- _What is required_
Transcribe verbatim the section of the records below that begins with the line containing "target: parked car" and ends with the line containing "[62,744,103,804]", including both of those lines.

(Excerpts from a detection dataset)
--

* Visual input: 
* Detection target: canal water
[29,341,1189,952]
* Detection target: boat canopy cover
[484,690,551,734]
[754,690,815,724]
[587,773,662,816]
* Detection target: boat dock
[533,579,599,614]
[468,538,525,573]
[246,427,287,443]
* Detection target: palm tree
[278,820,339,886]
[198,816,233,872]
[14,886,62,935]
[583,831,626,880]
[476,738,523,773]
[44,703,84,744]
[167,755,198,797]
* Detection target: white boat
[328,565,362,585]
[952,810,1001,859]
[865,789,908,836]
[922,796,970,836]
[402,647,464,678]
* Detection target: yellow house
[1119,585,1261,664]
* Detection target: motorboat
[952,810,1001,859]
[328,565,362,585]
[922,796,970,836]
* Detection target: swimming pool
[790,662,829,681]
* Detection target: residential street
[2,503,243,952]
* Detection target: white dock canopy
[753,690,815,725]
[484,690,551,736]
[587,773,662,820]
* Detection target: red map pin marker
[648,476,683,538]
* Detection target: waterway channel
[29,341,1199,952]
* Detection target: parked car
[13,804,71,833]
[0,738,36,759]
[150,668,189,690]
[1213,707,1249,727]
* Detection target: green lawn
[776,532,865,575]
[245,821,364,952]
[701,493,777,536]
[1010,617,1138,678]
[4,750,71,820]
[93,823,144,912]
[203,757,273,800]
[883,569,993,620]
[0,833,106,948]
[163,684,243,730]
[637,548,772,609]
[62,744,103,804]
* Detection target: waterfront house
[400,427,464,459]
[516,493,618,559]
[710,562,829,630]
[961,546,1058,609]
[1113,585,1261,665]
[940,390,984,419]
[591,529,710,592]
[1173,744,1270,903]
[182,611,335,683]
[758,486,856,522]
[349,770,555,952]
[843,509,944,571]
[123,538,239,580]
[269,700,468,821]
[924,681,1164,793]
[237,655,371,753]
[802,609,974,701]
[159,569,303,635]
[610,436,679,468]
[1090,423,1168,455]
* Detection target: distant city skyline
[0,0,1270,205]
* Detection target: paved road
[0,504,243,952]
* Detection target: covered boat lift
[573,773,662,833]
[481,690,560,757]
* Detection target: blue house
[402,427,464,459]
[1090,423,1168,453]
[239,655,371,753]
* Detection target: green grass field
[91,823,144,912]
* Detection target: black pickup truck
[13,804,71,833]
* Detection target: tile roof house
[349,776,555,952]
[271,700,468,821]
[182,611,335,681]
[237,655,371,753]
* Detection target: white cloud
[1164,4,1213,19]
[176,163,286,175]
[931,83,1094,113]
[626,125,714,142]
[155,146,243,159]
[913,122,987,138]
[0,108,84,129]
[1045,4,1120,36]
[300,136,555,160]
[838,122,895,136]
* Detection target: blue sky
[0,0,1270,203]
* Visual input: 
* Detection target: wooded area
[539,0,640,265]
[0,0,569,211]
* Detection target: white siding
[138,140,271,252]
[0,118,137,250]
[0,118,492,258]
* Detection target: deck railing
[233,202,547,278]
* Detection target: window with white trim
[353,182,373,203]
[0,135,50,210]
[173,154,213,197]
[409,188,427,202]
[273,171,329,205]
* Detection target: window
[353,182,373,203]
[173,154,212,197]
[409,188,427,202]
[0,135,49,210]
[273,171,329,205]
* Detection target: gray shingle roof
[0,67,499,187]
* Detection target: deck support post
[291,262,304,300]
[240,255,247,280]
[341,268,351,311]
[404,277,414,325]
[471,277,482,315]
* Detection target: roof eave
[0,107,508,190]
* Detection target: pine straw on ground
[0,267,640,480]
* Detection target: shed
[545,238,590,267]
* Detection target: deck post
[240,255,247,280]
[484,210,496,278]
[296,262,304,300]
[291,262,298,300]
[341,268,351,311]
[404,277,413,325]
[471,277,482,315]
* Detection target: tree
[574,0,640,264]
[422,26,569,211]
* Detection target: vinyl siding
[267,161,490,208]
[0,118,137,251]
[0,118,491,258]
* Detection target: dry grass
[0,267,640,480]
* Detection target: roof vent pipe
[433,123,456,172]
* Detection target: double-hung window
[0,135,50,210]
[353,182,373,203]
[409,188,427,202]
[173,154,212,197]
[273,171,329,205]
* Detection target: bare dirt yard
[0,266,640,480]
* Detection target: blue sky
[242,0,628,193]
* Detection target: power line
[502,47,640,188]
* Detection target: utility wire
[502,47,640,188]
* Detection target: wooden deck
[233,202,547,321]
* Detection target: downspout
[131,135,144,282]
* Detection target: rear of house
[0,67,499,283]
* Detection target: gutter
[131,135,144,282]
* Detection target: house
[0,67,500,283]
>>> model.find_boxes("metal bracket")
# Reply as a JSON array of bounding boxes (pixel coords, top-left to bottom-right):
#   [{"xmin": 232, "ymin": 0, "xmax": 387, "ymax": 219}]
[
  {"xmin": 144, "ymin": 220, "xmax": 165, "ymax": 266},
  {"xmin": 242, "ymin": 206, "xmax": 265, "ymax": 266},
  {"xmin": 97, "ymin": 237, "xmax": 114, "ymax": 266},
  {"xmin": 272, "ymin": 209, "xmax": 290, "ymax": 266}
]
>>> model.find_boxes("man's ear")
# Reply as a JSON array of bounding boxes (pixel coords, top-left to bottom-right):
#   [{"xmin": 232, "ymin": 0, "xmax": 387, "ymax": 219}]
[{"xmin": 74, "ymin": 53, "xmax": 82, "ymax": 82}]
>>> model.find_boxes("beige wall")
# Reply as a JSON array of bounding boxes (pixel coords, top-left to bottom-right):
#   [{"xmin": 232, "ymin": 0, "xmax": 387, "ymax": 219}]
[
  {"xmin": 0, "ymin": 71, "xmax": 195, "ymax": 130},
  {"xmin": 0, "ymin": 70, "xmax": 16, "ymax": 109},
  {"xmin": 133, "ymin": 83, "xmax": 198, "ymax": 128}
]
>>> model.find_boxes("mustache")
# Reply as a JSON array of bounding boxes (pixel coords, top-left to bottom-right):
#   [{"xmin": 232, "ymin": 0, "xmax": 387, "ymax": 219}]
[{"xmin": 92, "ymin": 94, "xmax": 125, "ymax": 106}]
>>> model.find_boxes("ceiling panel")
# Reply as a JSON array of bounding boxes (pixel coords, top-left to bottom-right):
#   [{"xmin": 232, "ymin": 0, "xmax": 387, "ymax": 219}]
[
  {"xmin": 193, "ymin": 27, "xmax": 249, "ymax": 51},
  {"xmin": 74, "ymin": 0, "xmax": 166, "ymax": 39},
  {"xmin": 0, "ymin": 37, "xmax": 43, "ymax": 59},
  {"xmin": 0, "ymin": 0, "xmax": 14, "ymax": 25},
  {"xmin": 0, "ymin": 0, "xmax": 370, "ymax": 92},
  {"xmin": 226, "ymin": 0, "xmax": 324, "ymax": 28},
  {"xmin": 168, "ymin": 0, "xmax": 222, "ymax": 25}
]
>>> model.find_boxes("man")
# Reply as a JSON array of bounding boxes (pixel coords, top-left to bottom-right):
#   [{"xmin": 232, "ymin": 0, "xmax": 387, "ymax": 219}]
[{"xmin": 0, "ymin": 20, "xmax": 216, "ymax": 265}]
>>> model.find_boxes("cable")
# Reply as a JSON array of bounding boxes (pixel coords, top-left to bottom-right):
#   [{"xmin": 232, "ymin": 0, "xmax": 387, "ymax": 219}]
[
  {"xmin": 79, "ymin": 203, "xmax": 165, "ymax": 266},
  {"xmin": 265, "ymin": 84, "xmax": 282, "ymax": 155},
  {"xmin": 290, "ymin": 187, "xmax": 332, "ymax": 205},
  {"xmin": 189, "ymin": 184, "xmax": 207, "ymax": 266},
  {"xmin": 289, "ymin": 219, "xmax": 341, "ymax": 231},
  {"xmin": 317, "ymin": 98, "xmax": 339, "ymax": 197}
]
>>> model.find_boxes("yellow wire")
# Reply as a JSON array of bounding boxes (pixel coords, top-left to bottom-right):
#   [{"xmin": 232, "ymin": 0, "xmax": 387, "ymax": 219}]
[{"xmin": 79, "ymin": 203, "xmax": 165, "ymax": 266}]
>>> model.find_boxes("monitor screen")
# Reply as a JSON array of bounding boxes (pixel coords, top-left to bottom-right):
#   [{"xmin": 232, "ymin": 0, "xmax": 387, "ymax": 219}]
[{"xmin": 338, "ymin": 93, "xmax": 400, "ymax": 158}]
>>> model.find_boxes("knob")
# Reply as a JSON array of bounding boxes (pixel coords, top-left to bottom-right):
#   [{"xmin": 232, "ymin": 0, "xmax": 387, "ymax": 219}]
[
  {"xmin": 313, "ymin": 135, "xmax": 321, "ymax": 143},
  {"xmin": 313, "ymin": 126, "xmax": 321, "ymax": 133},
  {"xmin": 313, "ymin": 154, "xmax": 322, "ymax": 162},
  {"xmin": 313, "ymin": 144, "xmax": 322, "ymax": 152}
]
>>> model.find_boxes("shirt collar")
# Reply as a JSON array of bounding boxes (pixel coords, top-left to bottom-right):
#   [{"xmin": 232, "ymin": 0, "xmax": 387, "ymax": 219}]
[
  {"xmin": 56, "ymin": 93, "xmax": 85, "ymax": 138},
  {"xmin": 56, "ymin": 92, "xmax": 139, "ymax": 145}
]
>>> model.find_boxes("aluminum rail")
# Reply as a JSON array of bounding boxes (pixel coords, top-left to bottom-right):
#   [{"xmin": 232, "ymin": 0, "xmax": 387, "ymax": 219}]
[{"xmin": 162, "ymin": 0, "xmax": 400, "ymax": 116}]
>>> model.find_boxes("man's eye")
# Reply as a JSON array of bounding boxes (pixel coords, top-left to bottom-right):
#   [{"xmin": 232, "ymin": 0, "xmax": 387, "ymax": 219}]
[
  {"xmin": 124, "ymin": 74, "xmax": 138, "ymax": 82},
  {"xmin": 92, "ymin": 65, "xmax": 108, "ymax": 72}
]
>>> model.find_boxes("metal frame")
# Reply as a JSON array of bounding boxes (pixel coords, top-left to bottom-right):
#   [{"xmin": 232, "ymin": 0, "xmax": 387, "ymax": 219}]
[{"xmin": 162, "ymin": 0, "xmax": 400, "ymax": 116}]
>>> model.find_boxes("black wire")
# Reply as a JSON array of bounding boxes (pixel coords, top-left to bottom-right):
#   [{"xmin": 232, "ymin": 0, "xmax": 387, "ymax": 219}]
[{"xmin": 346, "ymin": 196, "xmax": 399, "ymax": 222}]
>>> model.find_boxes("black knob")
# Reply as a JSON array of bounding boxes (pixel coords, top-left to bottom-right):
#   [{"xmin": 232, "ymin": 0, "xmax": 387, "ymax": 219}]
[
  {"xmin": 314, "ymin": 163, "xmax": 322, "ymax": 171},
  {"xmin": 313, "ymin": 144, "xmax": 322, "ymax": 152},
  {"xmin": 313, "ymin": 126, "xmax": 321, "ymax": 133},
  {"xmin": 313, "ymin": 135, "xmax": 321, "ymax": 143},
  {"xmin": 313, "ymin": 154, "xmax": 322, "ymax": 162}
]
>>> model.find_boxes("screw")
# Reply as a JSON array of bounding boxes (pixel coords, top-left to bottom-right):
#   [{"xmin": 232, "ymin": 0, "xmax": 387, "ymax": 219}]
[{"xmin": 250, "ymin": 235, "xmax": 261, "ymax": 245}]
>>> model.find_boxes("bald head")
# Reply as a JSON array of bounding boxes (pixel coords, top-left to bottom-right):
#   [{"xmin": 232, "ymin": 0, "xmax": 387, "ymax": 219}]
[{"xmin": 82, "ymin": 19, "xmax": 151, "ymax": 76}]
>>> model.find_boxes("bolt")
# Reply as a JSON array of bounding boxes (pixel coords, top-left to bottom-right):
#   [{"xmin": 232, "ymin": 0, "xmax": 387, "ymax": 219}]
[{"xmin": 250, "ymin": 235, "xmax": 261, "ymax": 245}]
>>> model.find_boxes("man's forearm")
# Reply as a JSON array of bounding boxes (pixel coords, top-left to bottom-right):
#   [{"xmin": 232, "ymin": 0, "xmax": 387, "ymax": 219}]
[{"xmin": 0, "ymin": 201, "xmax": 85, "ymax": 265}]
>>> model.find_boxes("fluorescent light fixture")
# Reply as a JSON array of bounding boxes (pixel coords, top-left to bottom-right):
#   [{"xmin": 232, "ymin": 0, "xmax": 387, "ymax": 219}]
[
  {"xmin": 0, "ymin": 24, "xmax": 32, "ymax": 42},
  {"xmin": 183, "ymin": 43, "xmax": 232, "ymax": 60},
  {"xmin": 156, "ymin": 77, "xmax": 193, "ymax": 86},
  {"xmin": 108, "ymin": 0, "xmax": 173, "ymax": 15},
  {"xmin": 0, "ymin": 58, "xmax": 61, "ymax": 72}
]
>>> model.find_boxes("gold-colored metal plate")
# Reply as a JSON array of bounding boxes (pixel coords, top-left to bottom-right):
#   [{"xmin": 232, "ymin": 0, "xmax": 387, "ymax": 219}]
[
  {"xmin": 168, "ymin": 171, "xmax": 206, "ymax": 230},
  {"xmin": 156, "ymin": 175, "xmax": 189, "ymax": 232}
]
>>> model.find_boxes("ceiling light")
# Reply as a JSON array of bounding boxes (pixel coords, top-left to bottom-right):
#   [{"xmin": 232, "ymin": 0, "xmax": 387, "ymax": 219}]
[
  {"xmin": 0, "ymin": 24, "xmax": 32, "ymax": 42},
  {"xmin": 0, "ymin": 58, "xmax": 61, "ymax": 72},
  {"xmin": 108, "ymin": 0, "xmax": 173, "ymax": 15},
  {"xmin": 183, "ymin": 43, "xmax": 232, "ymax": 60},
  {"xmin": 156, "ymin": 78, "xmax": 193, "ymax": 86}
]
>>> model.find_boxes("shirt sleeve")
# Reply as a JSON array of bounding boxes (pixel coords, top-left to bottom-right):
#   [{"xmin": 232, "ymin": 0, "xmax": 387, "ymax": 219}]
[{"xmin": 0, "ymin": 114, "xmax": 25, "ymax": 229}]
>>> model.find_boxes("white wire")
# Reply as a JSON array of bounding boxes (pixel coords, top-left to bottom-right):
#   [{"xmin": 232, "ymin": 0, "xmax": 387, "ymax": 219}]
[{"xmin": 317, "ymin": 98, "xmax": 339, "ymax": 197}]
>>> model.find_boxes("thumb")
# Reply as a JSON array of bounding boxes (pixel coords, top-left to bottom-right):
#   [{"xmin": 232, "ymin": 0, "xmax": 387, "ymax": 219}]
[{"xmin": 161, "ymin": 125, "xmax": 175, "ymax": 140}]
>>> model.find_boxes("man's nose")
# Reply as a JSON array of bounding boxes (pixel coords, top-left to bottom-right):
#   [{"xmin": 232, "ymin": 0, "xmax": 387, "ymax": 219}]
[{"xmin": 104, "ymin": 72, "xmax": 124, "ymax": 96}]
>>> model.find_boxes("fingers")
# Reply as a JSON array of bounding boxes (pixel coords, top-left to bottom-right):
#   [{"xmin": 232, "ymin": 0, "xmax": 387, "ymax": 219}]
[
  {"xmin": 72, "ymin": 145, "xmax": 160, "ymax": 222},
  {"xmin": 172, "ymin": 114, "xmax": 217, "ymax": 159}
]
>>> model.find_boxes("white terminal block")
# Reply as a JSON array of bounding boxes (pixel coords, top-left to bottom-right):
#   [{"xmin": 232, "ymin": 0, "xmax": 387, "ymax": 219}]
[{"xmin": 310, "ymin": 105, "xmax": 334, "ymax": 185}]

--

- _Written reply_
* Detection target: parked car
[13,804,71,833]
[0,738,36,759]
[150,668,189,690]
[1213,707,1249,727]
* Detection target: green lawn
[776,532,865,575]
[245,821,364,952]
[701,493,777,536]
[1010,617,1138,678]
[4,750,71,820]
[93,823,144,912]
[203,757,273,800]
[883,569,993,620]
[0,833,106,948]
[163,684,243,730]
[637,548,772,609]
[62,744,103,804]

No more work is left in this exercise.